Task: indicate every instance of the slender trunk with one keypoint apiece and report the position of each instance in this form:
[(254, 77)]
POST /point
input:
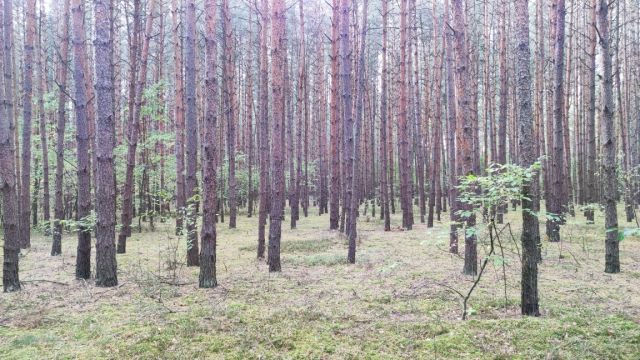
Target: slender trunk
[(208, 241), (608, 144), (27, 88), (230, 109), (465, 118), (451, 130), (352, 226), (278, 55), (191, 189), (61, 79), (44, 143), (83, 256), (531, 231), (556, 202), (134, 127), (384, 119), (178, 115), (106, 267), (434, 189), (8, 179), (403, 127), (334, 203), (263, 129)]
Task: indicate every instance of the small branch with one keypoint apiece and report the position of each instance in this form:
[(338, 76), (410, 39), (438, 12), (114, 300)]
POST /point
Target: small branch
[(42, 280)]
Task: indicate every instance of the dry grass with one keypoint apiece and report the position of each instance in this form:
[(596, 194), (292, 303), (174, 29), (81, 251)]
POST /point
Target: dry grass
[(396, 302)]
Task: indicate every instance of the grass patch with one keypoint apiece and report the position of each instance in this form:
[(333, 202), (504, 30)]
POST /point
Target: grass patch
[(294, 246)]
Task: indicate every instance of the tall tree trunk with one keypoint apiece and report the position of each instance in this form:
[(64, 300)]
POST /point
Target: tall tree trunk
[(334, 203), (278, 55), (403, 127), (106, 267), (178, 115), (322, 126), (447, 33), (248, 116), (608, 142), (191, 189), (263, 129), (209, 195), (434, 188), (27, 87), (418, 136), (360, 93), (504, 101), (347, 104), (134, 127), (83, 256), (231, 111), (555, 205), (465, 118), (384, 119), (591, 168), (61, 79), (530, 228), (44, 143), (8, 179)]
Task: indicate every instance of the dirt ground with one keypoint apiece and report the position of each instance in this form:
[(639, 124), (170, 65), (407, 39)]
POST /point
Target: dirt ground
[(398, 301)]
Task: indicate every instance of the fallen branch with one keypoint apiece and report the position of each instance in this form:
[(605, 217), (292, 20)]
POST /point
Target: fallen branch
[(42, 280)]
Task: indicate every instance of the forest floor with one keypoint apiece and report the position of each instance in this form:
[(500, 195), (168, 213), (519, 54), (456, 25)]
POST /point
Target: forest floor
[(398, 301)]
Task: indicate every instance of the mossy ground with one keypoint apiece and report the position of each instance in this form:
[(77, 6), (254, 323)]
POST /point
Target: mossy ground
[(396, 302)]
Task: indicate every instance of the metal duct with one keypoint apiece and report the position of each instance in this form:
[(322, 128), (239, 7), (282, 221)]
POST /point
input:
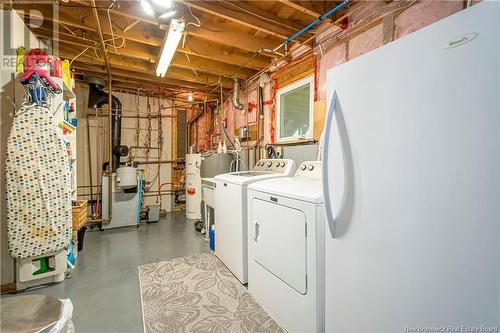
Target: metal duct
[(97, 98), (236, 95)]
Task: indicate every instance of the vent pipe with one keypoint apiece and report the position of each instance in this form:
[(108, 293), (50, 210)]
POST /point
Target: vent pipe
[(97, 98), (236, 95)]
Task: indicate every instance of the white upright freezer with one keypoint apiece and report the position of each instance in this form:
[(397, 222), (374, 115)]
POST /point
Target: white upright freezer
[(411, 181)]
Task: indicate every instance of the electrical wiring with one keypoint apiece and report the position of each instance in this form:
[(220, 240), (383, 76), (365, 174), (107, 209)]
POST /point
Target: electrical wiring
[(78, 55)]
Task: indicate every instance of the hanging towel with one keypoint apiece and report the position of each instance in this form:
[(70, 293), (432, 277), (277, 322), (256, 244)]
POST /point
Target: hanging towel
[(38, 185)]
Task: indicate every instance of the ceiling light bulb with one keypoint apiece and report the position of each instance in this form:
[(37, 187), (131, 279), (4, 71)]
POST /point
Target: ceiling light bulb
[(170, 45), (163, 3), (147, 7), (168, 14)]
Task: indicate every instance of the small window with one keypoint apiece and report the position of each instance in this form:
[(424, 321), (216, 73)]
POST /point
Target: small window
[(295, 111)]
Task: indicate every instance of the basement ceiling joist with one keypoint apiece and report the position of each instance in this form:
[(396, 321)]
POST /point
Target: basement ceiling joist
[(222, 47)]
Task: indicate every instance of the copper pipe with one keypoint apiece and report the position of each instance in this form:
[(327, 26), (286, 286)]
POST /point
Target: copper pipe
[(110, 116), (90, 165)]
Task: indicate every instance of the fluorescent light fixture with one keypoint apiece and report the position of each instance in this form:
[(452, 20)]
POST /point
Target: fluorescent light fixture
[(168, 14), (147, 7), (170, 45), (163, 3)]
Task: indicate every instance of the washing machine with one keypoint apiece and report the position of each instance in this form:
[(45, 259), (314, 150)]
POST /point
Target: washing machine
[(285, 248), (231, 207)]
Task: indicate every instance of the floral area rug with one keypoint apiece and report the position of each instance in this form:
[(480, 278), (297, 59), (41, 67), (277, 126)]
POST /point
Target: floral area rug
[(198, 294)]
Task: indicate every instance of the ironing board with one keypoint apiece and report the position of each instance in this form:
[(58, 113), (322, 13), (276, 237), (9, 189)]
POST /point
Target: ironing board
[(38, 185)]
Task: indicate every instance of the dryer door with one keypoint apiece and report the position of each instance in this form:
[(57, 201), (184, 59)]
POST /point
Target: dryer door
[(279, 237)]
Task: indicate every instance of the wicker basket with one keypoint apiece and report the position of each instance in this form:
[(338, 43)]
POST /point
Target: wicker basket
[(79, 214)]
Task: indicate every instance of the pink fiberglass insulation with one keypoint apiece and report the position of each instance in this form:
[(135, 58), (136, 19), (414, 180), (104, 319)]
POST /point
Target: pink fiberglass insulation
[(416, 17), (366, 42), (423, 14), (334, 57)]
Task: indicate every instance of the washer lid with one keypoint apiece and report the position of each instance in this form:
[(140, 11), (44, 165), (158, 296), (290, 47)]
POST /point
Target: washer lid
[(246, 177), (299, 188)]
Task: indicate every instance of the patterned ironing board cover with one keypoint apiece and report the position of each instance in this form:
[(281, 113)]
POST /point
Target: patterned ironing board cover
[(38, 185)]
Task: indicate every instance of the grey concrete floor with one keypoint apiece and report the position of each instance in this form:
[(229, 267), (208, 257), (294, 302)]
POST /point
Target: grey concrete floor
[(104, 289)]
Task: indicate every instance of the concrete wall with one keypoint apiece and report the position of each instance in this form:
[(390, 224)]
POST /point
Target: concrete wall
[(19, 36)]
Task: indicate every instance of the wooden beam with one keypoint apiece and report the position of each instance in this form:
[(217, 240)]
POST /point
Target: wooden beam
[(183, 60), (221, 10), (211, 44), (262, 14), (222, 33), (230, 55), (302, 6), (127, 75)]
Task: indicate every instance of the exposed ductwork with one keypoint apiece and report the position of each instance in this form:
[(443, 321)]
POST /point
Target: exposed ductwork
[(97, 98), (236, 95)]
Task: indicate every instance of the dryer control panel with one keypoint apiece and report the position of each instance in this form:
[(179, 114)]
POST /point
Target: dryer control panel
[(310, 169), (275, 165)]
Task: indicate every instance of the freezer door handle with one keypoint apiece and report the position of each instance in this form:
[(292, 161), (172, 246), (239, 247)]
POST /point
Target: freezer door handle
[(256, 231), (339, 222)]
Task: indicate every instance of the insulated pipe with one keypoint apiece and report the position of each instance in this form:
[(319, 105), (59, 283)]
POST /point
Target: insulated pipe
[(110, 117), (236, 95), (313, 23)]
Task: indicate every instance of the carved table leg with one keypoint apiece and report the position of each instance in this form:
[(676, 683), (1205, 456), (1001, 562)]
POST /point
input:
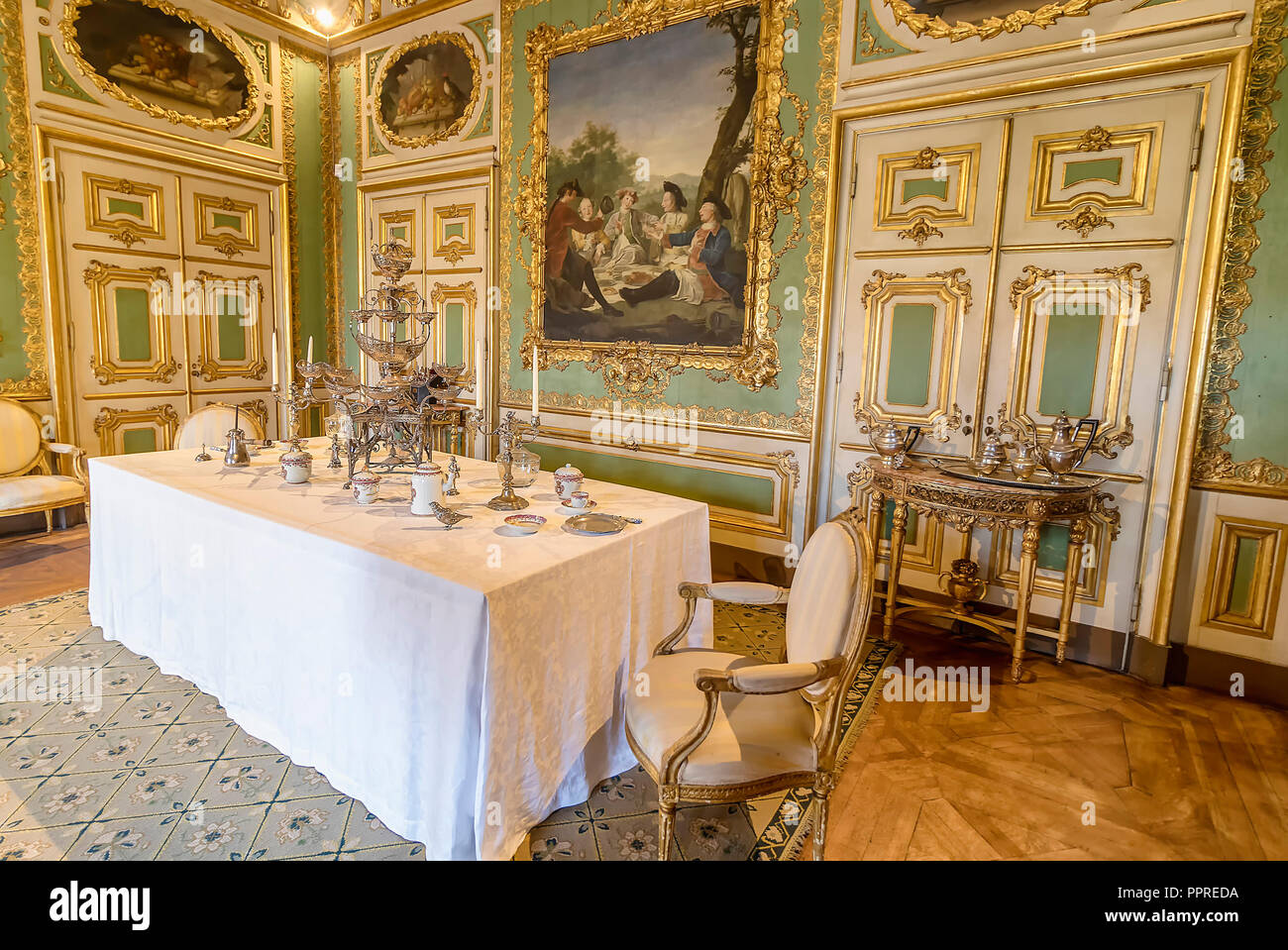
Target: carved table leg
[(898, 531), (1072, 568), (1028, 568)]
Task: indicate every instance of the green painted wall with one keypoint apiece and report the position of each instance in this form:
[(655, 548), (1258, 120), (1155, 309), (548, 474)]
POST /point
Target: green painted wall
[(351, 254), (13, 362), (310, 231), (1258, 399), (728, 489)]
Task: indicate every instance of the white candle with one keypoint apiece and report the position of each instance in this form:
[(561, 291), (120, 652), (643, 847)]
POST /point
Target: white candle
[(536, 392)]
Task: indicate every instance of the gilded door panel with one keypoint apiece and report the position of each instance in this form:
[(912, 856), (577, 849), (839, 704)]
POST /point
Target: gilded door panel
[(230, 327), (125, 334), (911, 338), (1108, 171), (119, 206), (226, 222), (141, 424), (926, 188)]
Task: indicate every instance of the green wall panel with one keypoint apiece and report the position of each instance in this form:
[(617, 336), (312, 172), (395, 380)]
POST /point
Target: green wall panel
[(726, 489), (140, 441), (912, 330), (1069, 361), (309, 183), (133, 323), (1094, 170)]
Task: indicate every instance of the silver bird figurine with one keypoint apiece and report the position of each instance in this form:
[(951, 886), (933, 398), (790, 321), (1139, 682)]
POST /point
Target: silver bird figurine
[(446, 515)]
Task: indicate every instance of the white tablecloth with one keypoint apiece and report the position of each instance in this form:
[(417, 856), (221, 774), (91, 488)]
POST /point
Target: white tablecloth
[(462, 684)]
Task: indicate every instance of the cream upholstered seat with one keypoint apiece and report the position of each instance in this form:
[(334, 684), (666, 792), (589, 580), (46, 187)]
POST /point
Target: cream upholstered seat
[(716, 726), (210, 424), (27, 480)]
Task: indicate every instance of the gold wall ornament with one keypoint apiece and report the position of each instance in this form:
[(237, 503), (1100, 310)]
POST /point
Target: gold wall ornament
[(921, 231), (1085, 222), (777, 172), (1214, 464), (394, 58), (785, 461), (1095, 139), (631, 369), (25, 219), (71, 43), (988, 27), (868, 46)]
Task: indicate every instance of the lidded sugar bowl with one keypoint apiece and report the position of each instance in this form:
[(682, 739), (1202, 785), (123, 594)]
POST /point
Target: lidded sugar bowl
[(568, 479)]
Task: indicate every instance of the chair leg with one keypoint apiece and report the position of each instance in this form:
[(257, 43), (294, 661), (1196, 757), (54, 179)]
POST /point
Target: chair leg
[(668, 798), (823, 786)]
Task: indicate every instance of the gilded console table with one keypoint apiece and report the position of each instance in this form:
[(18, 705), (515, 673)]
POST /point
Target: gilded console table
[(965, 503)]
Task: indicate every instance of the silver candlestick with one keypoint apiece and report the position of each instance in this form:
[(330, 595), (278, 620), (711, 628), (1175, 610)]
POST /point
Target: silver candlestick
[(511, 434)]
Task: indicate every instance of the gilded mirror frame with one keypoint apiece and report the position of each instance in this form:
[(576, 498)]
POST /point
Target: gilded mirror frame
[(395, 54), (640, 369), (67, 27)]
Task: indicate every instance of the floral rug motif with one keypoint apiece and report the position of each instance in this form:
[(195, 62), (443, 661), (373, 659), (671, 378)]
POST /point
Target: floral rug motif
[(156, 770), (618, 823)]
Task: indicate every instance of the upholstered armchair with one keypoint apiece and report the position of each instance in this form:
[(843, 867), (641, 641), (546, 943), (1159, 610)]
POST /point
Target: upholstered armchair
[(713, 726), (29, 481), (210, 424)]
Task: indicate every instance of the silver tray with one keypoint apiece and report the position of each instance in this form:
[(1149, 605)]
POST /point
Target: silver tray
[(1041, 477), (593, 523)]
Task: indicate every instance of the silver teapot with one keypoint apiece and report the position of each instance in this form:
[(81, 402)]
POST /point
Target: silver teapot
[(1063, 454), (888, 439)]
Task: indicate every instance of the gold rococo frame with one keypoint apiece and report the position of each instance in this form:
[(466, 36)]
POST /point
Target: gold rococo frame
[(990, 27), (67, 27), (397, 53), (636, 369)]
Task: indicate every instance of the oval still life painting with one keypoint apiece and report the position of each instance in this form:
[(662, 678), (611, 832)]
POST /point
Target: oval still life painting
[(161, 59), (428, 88)]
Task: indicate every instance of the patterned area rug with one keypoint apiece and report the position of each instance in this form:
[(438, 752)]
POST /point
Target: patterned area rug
[(104, 757), (619, 819)]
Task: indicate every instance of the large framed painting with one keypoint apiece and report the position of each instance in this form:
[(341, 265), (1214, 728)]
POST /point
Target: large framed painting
[(426, 90), (658, 171), (161, 59)]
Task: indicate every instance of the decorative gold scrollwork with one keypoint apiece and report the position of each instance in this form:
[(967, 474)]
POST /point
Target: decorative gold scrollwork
[(1085, 220), (921, 231), (1095, 139)]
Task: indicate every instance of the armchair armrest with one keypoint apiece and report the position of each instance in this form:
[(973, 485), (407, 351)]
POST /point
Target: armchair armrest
[(769, 678)]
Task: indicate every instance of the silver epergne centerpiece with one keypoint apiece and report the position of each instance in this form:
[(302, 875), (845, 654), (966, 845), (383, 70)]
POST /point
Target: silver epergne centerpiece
[(390, 420), (513, 435)]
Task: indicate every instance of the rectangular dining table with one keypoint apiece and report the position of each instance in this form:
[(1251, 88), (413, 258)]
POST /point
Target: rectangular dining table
[(462, 683)]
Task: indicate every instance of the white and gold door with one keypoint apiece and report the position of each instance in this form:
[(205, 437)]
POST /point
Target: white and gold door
[(167, 295), (1025, 261)]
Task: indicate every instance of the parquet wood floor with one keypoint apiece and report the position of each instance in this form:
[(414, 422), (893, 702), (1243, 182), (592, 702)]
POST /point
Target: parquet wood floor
[(1072, 762)]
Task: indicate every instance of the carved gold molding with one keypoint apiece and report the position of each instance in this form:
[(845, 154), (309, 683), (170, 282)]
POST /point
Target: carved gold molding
[(1214, 464), (1127, 295), (67, 27), (778, 170), (398, 53), (988, 27), (97, 277), (22, 170), (108, 420)]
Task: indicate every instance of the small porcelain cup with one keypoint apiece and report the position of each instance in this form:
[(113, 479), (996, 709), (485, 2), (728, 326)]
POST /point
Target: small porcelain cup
[(366, 486)]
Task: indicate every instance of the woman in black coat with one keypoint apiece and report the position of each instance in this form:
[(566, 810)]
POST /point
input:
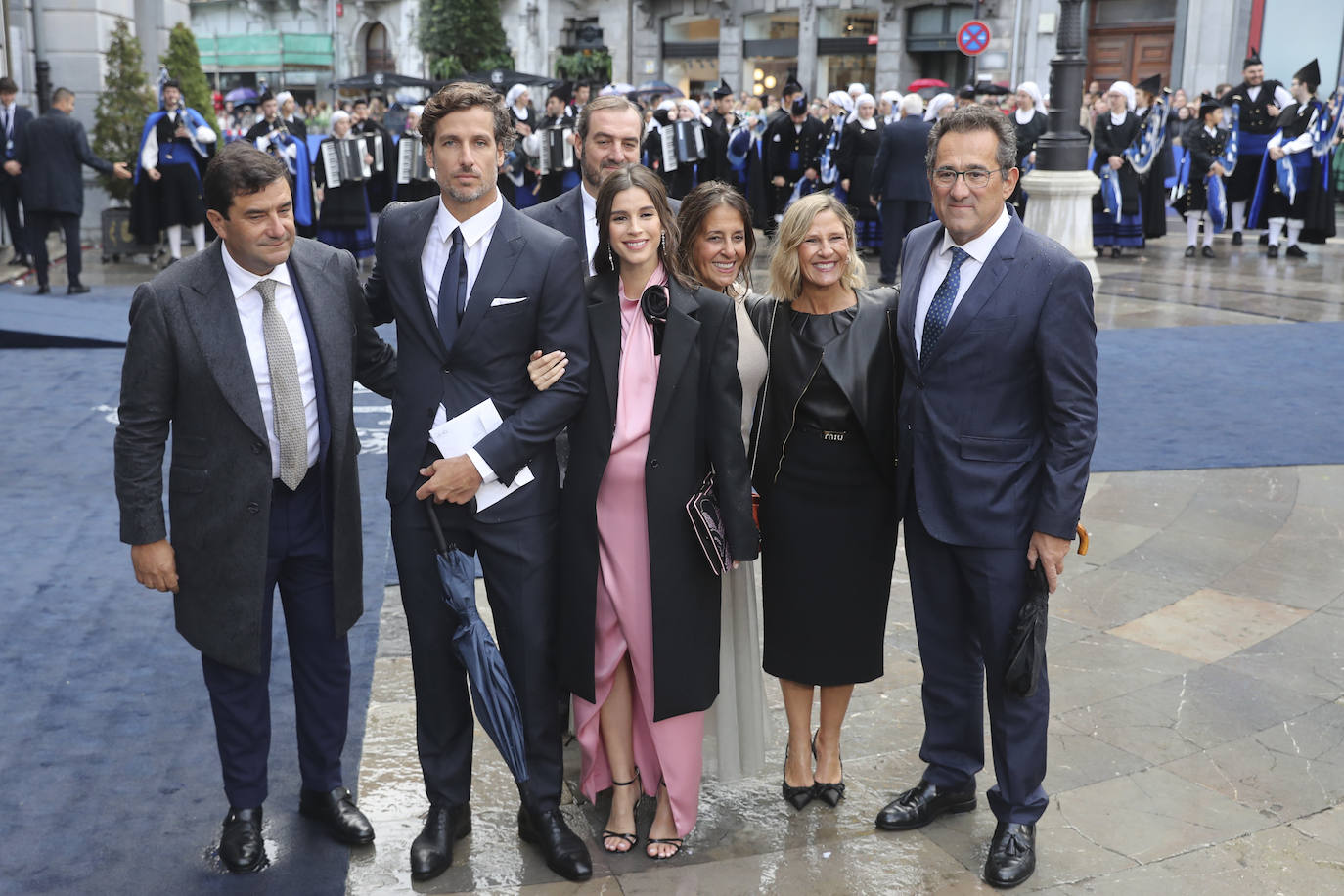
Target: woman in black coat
[(824, 465), (639, 640)]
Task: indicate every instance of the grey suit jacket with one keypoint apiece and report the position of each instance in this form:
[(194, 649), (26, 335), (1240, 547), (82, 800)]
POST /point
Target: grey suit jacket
[(187, 368), (998, 425)]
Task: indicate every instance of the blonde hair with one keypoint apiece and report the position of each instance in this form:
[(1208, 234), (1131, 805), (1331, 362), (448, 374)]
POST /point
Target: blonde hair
[(785, 270)]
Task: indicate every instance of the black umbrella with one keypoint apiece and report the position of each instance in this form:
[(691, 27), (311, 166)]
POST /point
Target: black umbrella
[(1027, 645), (504, 78), (492, 690), (383, 81)]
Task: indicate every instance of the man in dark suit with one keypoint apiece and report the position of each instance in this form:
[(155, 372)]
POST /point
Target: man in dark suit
[(606, 136), (474, 287), (901, 182), (14, 118), (247, 352), (53, 148), (996, 422)]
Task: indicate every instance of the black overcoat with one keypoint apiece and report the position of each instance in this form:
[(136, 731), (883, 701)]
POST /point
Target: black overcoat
[(696, 426)]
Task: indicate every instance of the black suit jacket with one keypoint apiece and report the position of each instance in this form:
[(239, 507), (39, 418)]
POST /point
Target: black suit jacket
[(899, 169), (187, 368), (53, 148), (488, 359), (696, 426)]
⁂
- [What needs to be done]: An exact printout of the entries is wanted, covering the first line through the line holding "Task: indicate every instance of the fallen", with pictures kept out of it.

- [Exercise result]:
Task: indicate every instance of the slender trunk with one keypoint apiece and report the position of each instance in this form:
[(254, 77)]
POST /point
input:
Target: slender trunk
[(208, 241), (608, 144), (27, 88), (230, 109), (465, 118), (451, 130), (352, 226), (278, 55), (191, 189), (61, 79), (44, 143), (83, 256), (531, 231), (556, 202), (134, 127), (384, 119), (178, 115), (106, 267), (434, 189), (8, 179), (403, 127), (334, 203), (263, 129)]
Task: indicate every instance of the small branch with one keypoint apiece and report the position of each instance in this form:
[(338, 76), (410, 39), (438, 12), (114, 300)]
POST /point
Target: small branch
[(42, 280)]
Task: indicate every instance of the dry grass with one keypoint apiece and report the position of each instance in this form:
[(596, 194), (292, 303), (174, 29), (81, 251)]
POST /point
Target: dry grass
[(396, 302)]
Task: indicate every instance of the grass patch with one keypoint apiece and report the position of each instance in this form:
[(333, 202), (504, 30)]
POST /point
Target: grass patch
[(294, 246)]
Task: indicate every instance of the tall tree trunk with one keypoint apiece and report the position of each instance in this form:
[(64, 300)]
POST /point
Target: tall tree trunk
[(334, 203), (278, 55), (403, 127), (106, 267), (178, 115), (322, 126), (447, 33), (248, 116), (608, 142), (191, 189), (263, 129), (209, 195), (434, 188), (27, 87), (418, 136), (360, 93), (504, 101), (347, 104), (134, 127), (83, 256), (231, 111), (555, 205), (465, 118), (384, 119), (591, 168), (61, 79), (530, 228), (44, 143), (8, 179)]
Task: indicate every instance of the dirt ground with one keypoint apiece and report the position of each instance in this form:
[(639, 124), (170, 65), (407, 39)]
POST /point
Target: dirt ground
[(398, 301)]
Task: indicate every instance of the fallen branch with one keypoint apiece and report the position of each instance in this form:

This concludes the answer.